Stored data entries
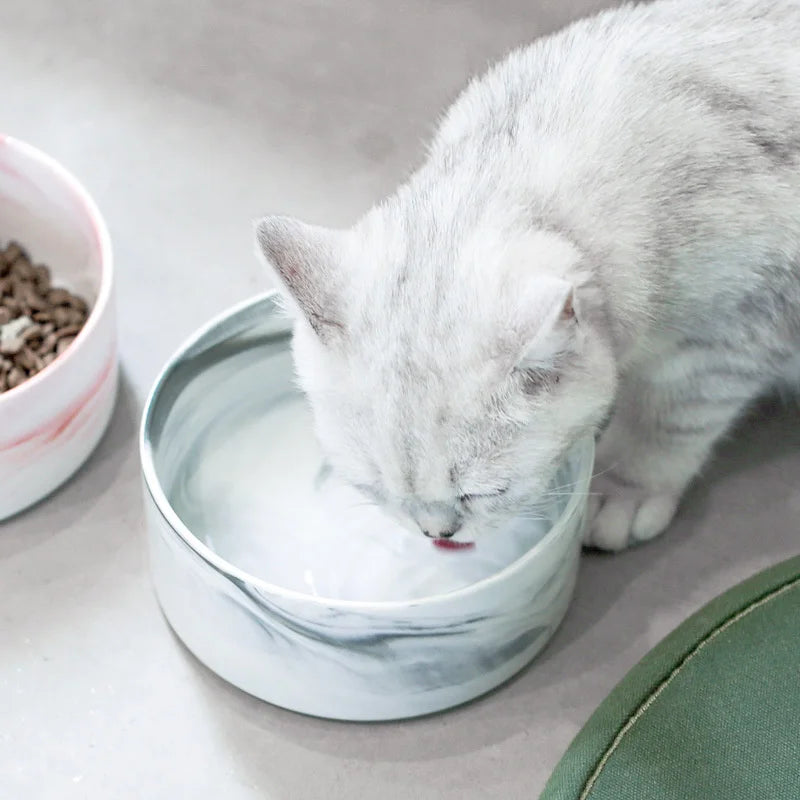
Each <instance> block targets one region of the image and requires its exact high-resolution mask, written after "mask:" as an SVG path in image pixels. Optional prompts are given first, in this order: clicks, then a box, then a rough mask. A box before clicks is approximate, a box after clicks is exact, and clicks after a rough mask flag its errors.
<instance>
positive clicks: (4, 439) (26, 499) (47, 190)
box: [0, 136, 117, 520]
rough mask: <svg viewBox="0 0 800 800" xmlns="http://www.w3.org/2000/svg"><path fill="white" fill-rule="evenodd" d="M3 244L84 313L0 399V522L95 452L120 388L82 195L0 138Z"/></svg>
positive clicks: (43, 490)
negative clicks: (60, 338) (41, 275)
mask: <svg viewBox="0 0 800 800" xmlns="http://www.w3.org/2000/svg"><path fill="white" fill-rule="evenodd" d="M0 207H2V213H0V241H2V242H3V244H5V243H6V242H7V241H8V240H10V239H15V240H18V241H19V242H20V243H21V244H22V245H23V246H24V247H26V248H27V249H28V250H29V252H30V255H31V257H32V258H34V259H35V260H36V261H37V262H43V263H45V264H48V265H49V266H50V267H51V268H52V271H53V278H54V282H56V283H57V284H62V285H66V286H68V287H69V288H70V289H72V290H73V291H76V292H78V293H80V294H81V295H83V296H84V297H86V299H87V300H88V301H89V303H90V305H91V313H90V315H89V318H88V320H87V322H86V324H85V326H84V328H83V330H82V331H81V332H80V333H79V334H78V336H77V337H76V339H75V341H74V342H73V343H72V345H71V346H70V347H69V348H67V350H65V351H64V353H62V354H61V355H60V356H59V357H58V358H56V359H55V360H54V361H53V363H52V364H50V365H49V366H48V367H46V368H45V369H43V370H42V371H41V372H40V373H38V374H37V375H35V376H34V377H33V378H31V379H29V380H27V381H26V382H25V383H23V384H21V385H20V386H17V387H16V388H14V389H11V390H9V391H6V392H4V393H3V394H0V420H1V422H0V520H2V519H4V518H5V517H9V516H11V515H12V514H16V513H17V512H19V511H21V510H23V509H24V508H26V507H27V506H30V505H31V504H33V503H35V502H36V501H38V500H40V499H41V498H42V497H44V496H46V495H47V494H49V493H50V492H52V491H53V490H54V489H55V488H56V487H58V486H59V485H60V484H61V483H63V482H64V481H65V480H66V479H67V478H69V477H70V475H72V474H73V473H74V472H75V470H77V469H78V467H79V466H80V465H81V464H82V463H83V462H84V461H85V460H86V458H87V457H88V456H89V454H90V453H91V452H92V450H94V448H95V446H96V444H97V442H98V441H99V440H100V437H101V436H102V435H103V432H104V431H105V429H106V426H107V425H108V421H109V419H110V417H111V412H112V410H113V407H114V399H115V397H116V391H117V347H116V320H115V309H114V303H113V296H112V288H113V287H112V256H111V243H110V239H109V235H108V231H107V230H106V226H105V223H104V221H103V219H102V217H101V215H100V212H99V211H98V209H97V207H96V206H95V204H94V202H93V201H92V199H91V197H89V195H88V193H87V192H86V190H85V189H84V188H83V187H82V186H81V185H80V184H79V183H78V181H77V180H76V179H75V178H74V177H73V176H72V175H70V174H69V173H68V172H67V171H66V170H65V169H64V168H63V167H62V166H61V165H60V164H58V163H57V162H56V161H54V160H53V159H52V158H50V157H49V156H46V155H45V154H44V153H41V152H39V151H38V150H36V149H35V148H33V147H31V146H30V145H27V144H25V143H23V142H20V141H18V140H16V139H13V138H11V137H6V136H0Z"/></svg>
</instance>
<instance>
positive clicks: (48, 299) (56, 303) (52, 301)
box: [47, 289, 72, 306]
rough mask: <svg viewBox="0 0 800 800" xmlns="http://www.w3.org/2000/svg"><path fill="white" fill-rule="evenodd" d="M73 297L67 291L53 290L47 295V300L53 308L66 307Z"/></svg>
mask: <svg viewBox="0 0 800 800" xmlns="http://www.w3.org/2000/svg"><path fill="white" fill-rule="evenodd" d="M70 297H72V295H71V294H70V293H69V292H68V291H67V290H66V289H51V290H50V291H49V292H48V293H47V300H48V302H49V303H50V305H53V306H66V305H68V304H69V299H70Z"/></svg>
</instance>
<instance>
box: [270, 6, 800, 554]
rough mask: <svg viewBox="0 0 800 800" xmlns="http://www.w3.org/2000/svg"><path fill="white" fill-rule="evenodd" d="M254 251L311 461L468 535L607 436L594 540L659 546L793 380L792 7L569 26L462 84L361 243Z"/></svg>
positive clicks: (382, 205) (447, 527) (304, 245)
mask: <svg viewBox="0 0 800 800" xmlns="http://www.w3.org/2000/svg"><path fill="white" fill-rule="evenodd" d="M257 236H258V242H259V244H260V247H261V250H262V251H263V253H264V255H265V258H266V261H267V262H268V264H270V265H271V266H272V267H273V268H274V270H275V273H276V275H277V277H278V278H279V280H280V282H281V284H282V285H283V287H284V289H285V291H286V295H287V298H288V299H289V301H290V305H291V307H292V309H293V310H294V311H295V312H296V314H297V324H296V338H295V356H296V363H297V369H298V373H299V377H300V381H301V383H302V386H303V388H304V389H305V390H306V392H307V393H308V396H309V397H310V400H311V403H312V406H313V410H314V414H315V419H316V427H317V434H318V437H319V439H320V442H321V444H322V446H323V448H324V449H325V451H326V452H327V454H328V456H329V457H330V459H331V461H332V462H333V464H334V465H335V467H336V468H337V469H338V470H339V471H340V472H341V473H342V474H343V475H344V476H346V477H347V479H348V480H350V481H351V482H352V483H353V484H354V485H356V486H358V487H360V488H361V489H362V491H364V492H365V493H366V494H367V495H368V496H369V497H371V498H373V499H374V500H375V501H376V502H379V503H381V504H382V505H383V506H384V507H385V508H386V509H388V510H389V511H391V512H393V513H395V514H397V515H398V516H400V517H401V518H403V519H405V520H406V521H409V520H411V521H413V522H414V523H415V524H416V525H417V526H418V527H419V529H420V530H421V531H422V532H424V533H425V534H427V535H429V536H433V537H449V536H453V535H456V536H457V538H458V539H463V540H472V539H474V538H475V537H476V536H478V535H484V534H487V533H488V532H491V530H492V529H494V528H496V527H498V526H499V525H501V524H502V523H503V521H504V520H507V519H508V518H509V517H510V516H514V515H517V514H519V513H525V511H526V509H528V508H530V507H531V505H532V504H533V503H535V501H536V500H537V499H538V497H539V495H540V494H541V492H542V491H543V490H544V487H546V486H547V484H548V482H549V480H550V477H551V475H552V473H553V470H554V466H555V465H556V464H557V463H558V462H559V460H560V459H561V458H562V456H563V454H564V452H565V450H566V449H567V448H568V447H569V445H570V444H571V443H572V442H573V441H574V440H575V439H576V437H579V436H581V435H584V434H586V433H587V432H590V431H595V432H599V431H601V430H602V431H603V432H602V435H601V437H600V443H599V448H598V466H597V469H598V472H599V473H600V476H599V477H598V478H597V479H596V481H595V486H594V492H595V493H596V495H595V497H594V498H593V502H594V510H593V521H592V523H591V524H590V526H589V528H588V530H587V534H586V542H587V543H589V544H592V545H594V546H597V547H601V548H606V549H612V550H616V549H620V548H622V547H624V546H626V545H627V544H629V543H630V542H631V541H637V540H645V539H650V538H651V537H653V536H655V535H656V534H658V533H659V532H661V531H662V530H663V529H664V528H665V527H666V526H667V525H668V524H669V522H670V520H671V519H672V516H673V514H674V512H675V510H676V507H677V505H678V501H679V498H680V496H681V494H682V492H683V490H684V488H685V487H686V485H687V484H688V483H689V482H690V481H691V480H692V478H693V477H694V476H695V475H696V474H697V472H698V470H699V469H700V468H701V466H702V465H703V463H704V462H705V461H706V459H707V457H708V455H709V453H710V451H711V448H712V446H713V445H714V443H715V441H716V440H717V439H718V438H719V437H720V436H721V435H722V434H723V433H724V432H725V431H726V430H727V429H728V428H729V427H730V425H731V423H732V422H733V421H734V420H735V419H736V418H737V416H739V415H740V414H741V412H742V411H743V410H744V409H745V408H746V407H747V406H748V404H749V403H750V402H751V401H752V400H753V399H754V398H756V397H757V396H758V395H760V394H762V393H763V392H764V391H765V390H766V389H768V388H769V387H771V386H772V385H774V384H775V383H777V382H781V381H791V382H796V380H797V378H798V377H800V0H704V2H698V0H664V1H663V2H657V3H654V4H652V5H645V6H642V5H637V6H625V7H623V8H619V9H616V10H612V11H607V12H605V13H602V14H600V15H599V16H596V17H594V18H592V19H587V20H583V21H580V22H578V23H576V24H574V25H572V26H571V27H569V28H567V29H566V30H564V31H562V32H561V33H559V34H557V35H554V36H551V37H548V38H545V39H542V40H540V41H538V42H536V43H535V44H533V45H532V46H530V47H527V48H525V49H522V50H519V51H517V52H515V53H513V54H512V55H511V56H510V57H509V58H508V59H507V60H505V61H504V62H503V63H501V64H499V65H498V66H496V67H494V68H493V69H492V70H490V72H489V73H488V74H487V75H486V76H484V77H483V78H481V79H480V80H477V81H475V82H473V83H472V84H471V85H470V86H469V87H468V88H467V89H466V91H465V92H464V93H463V94H462V96H461V97H460V98H459V99H458V100H457V101H456V103H455V104H454V105H453V107H452V108H451V109H450V111H449V112H448V113H447V115H446V117H445V119H444V121H443V123H442V125H441V127H440V129H439V132H438V135H437V136H436V138H435V140H434V142H433V145H432V147H431V149H430V154H429V156H428V159H427V161H426V162H425V163H424V165H423V166H422V167H421V168H420V169H419V170H418V171H417V172H416V173H415V174H414V175H413V176H412V177H411V178H410V179H409V180H408V182H407V183H405V184H404V185H402V186H401V187H400V188H399V189H398V190H397V192H396V193H395V194H394V195H392V196H391V197H390V198H388V199H387V200H385V201H384V202H383V203H381V204H380V205H379V206H377V207H376V208H374V209H372V210H371V211H370V212H369V213H368V214H367V215H366V216H365V217H364V218H363V219H362V220H361V221H360V222H358V224H357V225H355V227H353V228H352V229H351V230H347V231H330V230H326V229H322V228H317V227H311V226H308V225H305V224H303V223H300V222H297V221H295V220H291V219H286V218H282V217H267V218H266V219H264V220H262V221H261V222H260V223H259V224H258V228H257ZM609 415H610V421H609ZM606 423H607V425H606ZM604 425H605V427H604Z"/></svg>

WHAT YOU ARE ASKED TO DO: Give back exactly the lines from the first line of the data through the line with "positive clicks: (43, 490)", pictures excluded.

FINISHED TASK:
Each <instance> block targets one region of the image and requires its exact high-resolution mask, written after "mask:" as an SVG path in image pixels. Optional prompts are given first, in this order: clicks, then a box, then a rough mask. A box before clicks is approximate, a box after clicks is exact, and clicks after a rough mask flag its errors.
<instance>
positive clicks: (4, 439) (26, 499) (47, 190)
box: [0, 136, 117, 520]
rough mask: <svg viewBox="0 0 800 800" xmlns="http://www.w3.org/2000/svg"><path fill="white" fill-rule="evenodd" d="M3 244L84 313L0 399V522L95 452L120 388L82 195L0 138Z"/></svg>
positive clicks: (43, 490)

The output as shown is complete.